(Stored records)
────────
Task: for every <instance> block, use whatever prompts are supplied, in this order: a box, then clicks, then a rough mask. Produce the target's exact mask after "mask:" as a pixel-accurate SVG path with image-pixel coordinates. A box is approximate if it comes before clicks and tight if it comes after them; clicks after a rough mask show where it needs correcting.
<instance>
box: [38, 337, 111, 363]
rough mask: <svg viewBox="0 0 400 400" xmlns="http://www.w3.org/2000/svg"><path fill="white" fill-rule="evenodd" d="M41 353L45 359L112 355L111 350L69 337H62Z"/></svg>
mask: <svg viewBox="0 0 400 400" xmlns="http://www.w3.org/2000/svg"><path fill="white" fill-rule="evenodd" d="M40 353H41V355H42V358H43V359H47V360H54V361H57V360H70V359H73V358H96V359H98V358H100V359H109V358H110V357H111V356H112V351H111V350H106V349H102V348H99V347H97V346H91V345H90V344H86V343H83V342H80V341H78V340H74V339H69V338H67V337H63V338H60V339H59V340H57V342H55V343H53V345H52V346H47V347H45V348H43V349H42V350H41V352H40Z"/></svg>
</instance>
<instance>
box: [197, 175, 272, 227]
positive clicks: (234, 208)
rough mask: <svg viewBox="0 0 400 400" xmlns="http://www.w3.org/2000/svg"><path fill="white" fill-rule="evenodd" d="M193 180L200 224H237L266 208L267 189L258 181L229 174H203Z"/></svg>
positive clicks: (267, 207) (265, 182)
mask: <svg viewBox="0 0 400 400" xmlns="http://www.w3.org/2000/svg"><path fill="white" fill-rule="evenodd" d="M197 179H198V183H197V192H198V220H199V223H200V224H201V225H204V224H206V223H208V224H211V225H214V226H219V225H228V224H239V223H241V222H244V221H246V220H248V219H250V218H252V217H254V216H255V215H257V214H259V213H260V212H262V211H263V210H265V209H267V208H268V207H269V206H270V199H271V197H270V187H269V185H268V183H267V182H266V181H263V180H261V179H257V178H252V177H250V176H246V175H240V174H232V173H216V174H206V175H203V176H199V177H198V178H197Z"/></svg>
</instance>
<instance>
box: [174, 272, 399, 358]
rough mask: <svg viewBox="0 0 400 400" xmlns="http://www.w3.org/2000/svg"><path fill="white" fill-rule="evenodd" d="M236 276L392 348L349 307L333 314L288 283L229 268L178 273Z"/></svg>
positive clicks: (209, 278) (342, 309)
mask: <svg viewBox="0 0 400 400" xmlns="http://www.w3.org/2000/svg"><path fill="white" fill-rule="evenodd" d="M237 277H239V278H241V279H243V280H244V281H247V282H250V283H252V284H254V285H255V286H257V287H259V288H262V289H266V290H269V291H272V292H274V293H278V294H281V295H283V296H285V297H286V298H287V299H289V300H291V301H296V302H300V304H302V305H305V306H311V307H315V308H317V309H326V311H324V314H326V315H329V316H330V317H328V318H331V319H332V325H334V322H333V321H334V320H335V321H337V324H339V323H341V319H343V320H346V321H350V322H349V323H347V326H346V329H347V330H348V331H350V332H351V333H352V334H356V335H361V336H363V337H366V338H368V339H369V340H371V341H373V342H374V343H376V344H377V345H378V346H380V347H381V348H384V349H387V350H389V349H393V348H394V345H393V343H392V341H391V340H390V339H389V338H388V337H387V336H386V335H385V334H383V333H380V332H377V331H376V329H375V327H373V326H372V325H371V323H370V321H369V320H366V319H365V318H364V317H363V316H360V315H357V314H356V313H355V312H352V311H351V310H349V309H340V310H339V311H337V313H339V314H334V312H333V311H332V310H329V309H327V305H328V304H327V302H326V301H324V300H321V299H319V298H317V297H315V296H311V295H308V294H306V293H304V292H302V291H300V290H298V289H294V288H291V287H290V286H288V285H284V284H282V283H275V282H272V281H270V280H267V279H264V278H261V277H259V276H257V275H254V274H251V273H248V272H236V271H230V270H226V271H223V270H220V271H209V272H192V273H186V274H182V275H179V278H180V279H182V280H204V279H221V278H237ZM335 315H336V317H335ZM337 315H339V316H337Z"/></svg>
────────
**PROBLEM REQUIREMENTS:** Repeat exactly the lines above from the one with "box: [197, 175, 272, 227]" up to and including the one with "276L392 348L349 307L333". No other line belongs in the reply.

**FINAL ANSWER:**
box: [197, 175, 272, 227]
positive clicks: (234, 208)
rough mask: <svg viewBox="0 0 400 400" xmlns="http://www.w3.org/2000/svg"><path fill="white" fill-rule="evenodd" d="M193 180L200 224H237L266 208L267 189L258 181L229 174H203Z"/></svg>
positive clicks: (267, 207) (265, 182)
mask: <svg viewBox="0 0 400 400" xmlns="http://www.w3.org/2000/svg"><path fill="white" fill-rule="evenodd" d="M197 179H198V183H197V192H198V220H199V223H200V224H201V225H204V224H206V223H208V224H211V225H214V226H219V225H228V224H239V223H241V222H244V221H246V220H248V219H250V218H252V217H254V216H255V215H257V214H259V213H260V212H262V211H263V210H265V209H267V208H268V207H269V206H270V199H271V197H270V187H269V185H268V183H267V182H266V181H263V180H261V179H257V178H252V177H250V176H246V175H240V174H232V173H216V174H206V175H203V176H199V177H198V178H197Z"/></svg>
</instance>
<instance>
box: [174, 272, 399, 358]
rough mask: <svg viewBox="0 0 400 400" xmlns="http://www.w3.org/2000/svg"><path fill="white" fill-rule="evenodd" d="M236 276L392 348L349 307L333 314L288 283L229 268L178 273Z"/></svg>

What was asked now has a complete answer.